PROBLEMAS A RESOLVER:
**a.** Responda a cada item com base no texto sobre a judicialização na aviação civil:
(i) Em que cidade ocorreu o seminário?
(ii) Quem preside a Associação Brasileira das Empresas Aéreas (Abear)?
(iii) Segundo a presidenta da Abear, no Brasil há um processo judicial para cada quantos passageiros embarcados?
**b.** Prolongue o texto sobre a judicialização na aviação civil a partir do ponto em que ele termina.

━━━ TRECHO DA PÁGINA ━━━

“O excesso de judicialização é uma das causas do alto custo da aviação civil no Brasil”, declarou Pereira durante um seminário que ocorreu nesta terça-feira (27), em Brasília, e durante o qual a Anac e a Associação dos Magistrados Brasileiros (AMB) assinaram um acordo de cooperação técnica.
De posse das informações, a Escola Nacional de Magistratura, que é gerida pela AMB e intermediadora do convênio, realizará, em parceria com a Anac, seminários, conferências, pesquisas e reuniões que ajudem a “embasar os magistrados em suas decisões”.
“Queremos garantir o acesso de todos à Justiça e proteger os direitos dos consumidores. Mas precisamos enfrentar a advocacia predatória nas causas judiciais e combater a atuação dos sites que compram o direito do passageiro de acionar a empresa aérea mesmo quando não há responsabilidade por parte dessa empresa. Essa parceria vai nos ajudar a encontrar soluções para atender a todos”, afirmou o diretor-presidente da Anac, em nota divulgada pela agência.
Durante o seminário, promovido pela Anac e pela AMB, a presidenta da Associação Brasileira das Empresas Aéreas (Abear), Jurema Monteiro, participou de um painel sobre os “impactos da cultura de judicialização”, tema que classificou como “uma questão central para a indústria”. Ao defender “menos barreiras”, Jurema afirmou que, enquanto nos Estados Unidos, uma ação judicial contra empresas aéreas é ajuizada a cada grupo de 1,25 milhão de passageiros, no Brasil, há um processo judicial para cada 227 passageiros embarcados.
“Não estamos falando de um fato isolado, mas de um fenômenos que o Brasil está vivendo e que é uma questão cultural”, comentou Jurema, segundo nota divulgada pela própria Abear. Segundo Jurema, ainda que haja casos em que o consumidor de fato faz jus a ressarcimento ou indenização, há outros casos “complexos”, como os que a Anac classifica como “advocacia predatória”.
Entrevistado pela Agência Brasil nesta quinta-feira (28), o diretor do Departamento de Proteção e Defesa do Consumidor, do Ministério da Justiça e Segurança Pública, Vitor Hugo do Amaral, reconheceu o aumento da judicialização, mas ponderou que, muitas vezes, os consumidores precisam recorrer à Justiça porque, no âmbito administrativo, as companhias aéreas não dão respostas satisfatórias a problemas como atrasos e cancelamentos de voos ou extravios de bagagem, entre outras questões.Para o diretor, é preciso refletir sobre a diversidade de fatores que incidem nesta questão.

━━━ DADOS ARMAZENADOS ━━━

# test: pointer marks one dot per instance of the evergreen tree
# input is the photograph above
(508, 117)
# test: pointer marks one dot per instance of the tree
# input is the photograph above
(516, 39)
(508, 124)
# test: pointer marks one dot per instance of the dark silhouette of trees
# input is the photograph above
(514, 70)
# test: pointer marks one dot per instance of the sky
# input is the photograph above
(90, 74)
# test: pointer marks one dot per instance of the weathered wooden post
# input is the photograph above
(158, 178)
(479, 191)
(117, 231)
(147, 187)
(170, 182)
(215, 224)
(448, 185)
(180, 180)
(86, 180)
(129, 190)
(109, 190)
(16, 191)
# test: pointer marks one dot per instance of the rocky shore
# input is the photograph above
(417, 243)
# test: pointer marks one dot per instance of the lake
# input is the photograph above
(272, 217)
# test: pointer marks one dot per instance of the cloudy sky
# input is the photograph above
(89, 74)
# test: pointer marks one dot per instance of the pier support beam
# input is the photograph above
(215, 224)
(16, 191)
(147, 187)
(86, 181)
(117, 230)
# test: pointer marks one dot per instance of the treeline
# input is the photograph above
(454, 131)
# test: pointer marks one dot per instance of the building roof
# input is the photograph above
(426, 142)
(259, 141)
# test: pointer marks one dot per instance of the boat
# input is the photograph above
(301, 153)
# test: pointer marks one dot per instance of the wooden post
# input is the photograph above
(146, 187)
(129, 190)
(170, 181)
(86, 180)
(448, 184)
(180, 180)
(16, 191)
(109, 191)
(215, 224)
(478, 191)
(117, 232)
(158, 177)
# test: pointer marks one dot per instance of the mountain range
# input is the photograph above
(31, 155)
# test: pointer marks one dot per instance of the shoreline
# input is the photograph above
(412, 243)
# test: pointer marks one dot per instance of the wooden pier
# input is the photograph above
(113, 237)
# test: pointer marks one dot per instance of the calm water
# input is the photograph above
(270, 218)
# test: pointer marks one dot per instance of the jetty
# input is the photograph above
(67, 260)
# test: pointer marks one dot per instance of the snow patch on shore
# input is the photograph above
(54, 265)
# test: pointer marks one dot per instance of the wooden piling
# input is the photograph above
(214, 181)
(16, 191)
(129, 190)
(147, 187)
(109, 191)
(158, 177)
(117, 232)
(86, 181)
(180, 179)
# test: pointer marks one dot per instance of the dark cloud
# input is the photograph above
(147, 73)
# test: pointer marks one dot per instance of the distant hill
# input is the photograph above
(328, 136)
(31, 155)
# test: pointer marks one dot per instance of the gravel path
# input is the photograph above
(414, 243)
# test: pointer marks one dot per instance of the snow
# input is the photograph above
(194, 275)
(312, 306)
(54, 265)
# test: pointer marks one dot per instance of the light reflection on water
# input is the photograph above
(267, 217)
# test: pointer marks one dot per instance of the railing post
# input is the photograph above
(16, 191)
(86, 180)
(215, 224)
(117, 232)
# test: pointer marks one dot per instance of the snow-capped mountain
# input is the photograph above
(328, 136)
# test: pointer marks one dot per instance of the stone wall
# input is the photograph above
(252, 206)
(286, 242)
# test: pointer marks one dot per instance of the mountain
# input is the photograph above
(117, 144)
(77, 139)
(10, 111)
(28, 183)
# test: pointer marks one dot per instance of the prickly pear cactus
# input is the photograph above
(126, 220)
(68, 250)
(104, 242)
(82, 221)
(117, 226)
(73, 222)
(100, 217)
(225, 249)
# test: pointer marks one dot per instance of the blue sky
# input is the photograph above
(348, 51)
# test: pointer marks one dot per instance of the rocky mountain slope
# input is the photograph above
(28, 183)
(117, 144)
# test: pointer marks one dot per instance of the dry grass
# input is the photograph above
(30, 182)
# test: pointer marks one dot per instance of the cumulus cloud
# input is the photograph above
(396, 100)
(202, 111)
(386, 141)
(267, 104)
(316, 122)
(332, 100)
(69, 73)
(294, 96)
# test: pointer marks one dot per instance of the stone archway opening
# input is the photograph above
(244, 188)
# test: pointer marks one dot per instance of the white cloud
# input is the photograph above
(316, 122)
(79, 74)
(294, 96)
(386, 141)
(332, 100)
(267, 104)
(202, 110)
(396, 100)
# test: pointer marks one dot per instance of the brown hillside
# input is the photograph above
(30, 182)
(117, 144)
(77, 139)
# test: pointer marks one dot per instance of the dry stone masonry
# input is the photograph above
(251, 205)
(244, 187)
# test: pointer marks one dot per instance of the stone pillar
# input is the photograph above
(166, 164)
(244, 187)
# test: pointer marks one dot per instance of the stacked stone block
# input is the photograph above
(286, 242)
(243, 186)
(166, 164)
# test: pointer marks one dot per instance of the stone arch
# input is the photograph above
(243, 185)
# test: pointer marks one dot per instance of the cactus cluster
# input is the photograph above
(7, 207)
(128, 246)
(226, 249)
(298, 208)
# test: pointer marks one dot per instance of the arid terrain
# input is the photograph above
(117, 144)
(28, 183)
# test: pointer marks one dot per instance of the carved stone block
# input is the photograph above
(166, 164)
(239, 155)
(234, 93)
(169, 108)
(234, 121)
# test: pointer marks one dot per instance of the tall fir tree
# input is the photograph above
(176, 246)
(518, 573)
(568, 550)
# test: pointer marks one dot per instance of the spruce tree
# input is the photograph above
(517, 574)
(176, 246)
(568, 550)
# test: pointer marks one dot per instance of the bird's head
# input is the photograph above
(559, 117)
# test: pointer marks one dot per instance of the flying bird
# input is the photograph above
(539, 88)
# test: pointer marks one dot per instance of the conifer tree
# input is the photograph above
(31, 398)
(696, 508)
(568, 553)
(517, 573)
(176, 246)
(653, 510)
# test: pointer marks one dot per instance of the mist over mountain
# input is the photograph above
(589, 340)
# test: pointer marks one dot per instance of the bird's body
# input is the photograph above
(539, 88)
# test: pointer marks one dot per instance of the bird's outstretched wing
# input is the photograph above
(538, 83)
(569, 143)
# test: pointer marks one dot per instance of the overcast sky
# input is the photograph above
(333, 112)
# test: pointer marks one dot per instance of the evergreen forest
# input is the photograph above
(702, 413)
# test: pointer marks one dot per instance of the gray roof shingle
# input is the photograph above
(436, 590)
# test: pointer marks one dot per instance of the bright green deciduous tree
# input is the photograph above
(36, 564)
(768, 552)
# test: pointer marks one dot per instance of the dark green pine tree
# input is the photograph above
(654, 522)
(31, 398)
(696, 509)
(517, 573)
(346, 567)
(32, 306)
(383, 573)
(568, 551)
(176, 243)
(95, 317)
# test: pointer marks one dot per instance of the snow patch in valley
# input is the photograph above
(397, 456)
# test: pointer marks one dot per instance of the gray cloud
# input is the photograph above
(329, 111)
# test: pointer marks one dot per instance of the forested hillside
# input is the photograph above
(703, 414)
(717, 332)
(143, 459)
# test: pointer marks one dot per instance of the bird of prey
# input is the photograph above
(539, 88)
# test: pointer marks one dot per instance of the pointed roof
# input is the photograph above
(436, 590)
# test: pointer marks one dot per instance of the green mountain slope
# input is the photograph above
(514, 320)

━━━

RESPOSTAS POR TAREFA:
**a.**
(i) Brasília.
(ii) Jurema Monteiro.
(iii) 227.

**b.**
"Ao comprar uma passagem, o consumidor só quer viajar no horário marcado, com segurança, chegar ao seu destino no horário estipulado e receber sua bagagem. Não cremos que ele adquire o bilhete com a intenção prévia de ajuizar uma ação. Se, porventura, há algum contratempo ou ele sofre algum dano, ele primeiro tende a procurar a empresa aérea responsável. E se esta não é capaz de oferecer, na seara administrativa, uma resolução satisfatória, é justo que o consumidor possa ajuizar uma ação. Vai ficar a critério do Poder Judiciário reconhecer se houve ou não violação de direitos no caso em questão”, comentou Vitor Hugo.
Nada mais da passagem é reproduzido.